:: SOURCE DOCUMENT

Subject: [PATCH 1/3] Radix tree infrastructure for character encoding

Current character conversion mechanism is based on binary search over
flat tables. Especially for some languages like Japanese, which has so
many as several thousand characters requires over 10 times comparison
for each character. Radix-tree grately alleviates this pain. This
patch adds a generic conversion function, datat types, and a perl
module for converting *.map files into radix tree.
---
 src/backend/utils/mb/Unicode/RADIXCONV.pm | 726 ++++++++++++++++++++++++++++++
 src/backend/utils/mb/conv.c               | 107 ++++-
 src/include/mb/pg_wchar.h                 |  21 +
 3 files changed, 848 insertions(+), 6 deletions(-)

::::
:: GIVEN MATERIAL

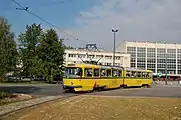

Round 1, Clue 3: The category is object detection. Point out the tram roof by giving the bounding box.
[125,67,151,72]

::::

▶ [TASKS TO CARRY OUT]
A: Summarize the patch in two sentences.
B: List every file path that the patch changes.
C: According to the patch, what search method does the current character conversion mechanism use?

▶ [FULL SOLUTIONS]
A: Character conversion currently uses binary search over flat tables, which takes over 10 comparisons per character for languages with several thousand characters, such as Japanese. The patch adds a radix tree approach to relieve this: a generic conversion function, data types, and a Perl module that converts *.map files into a radix tree.

B:
src/backend/utils/mb/Unicode/RADIXCONV.pm
src/backend/utils/mb/conv.c
src/include/mb/pg_wchar.h

C: Binary search over flat tables.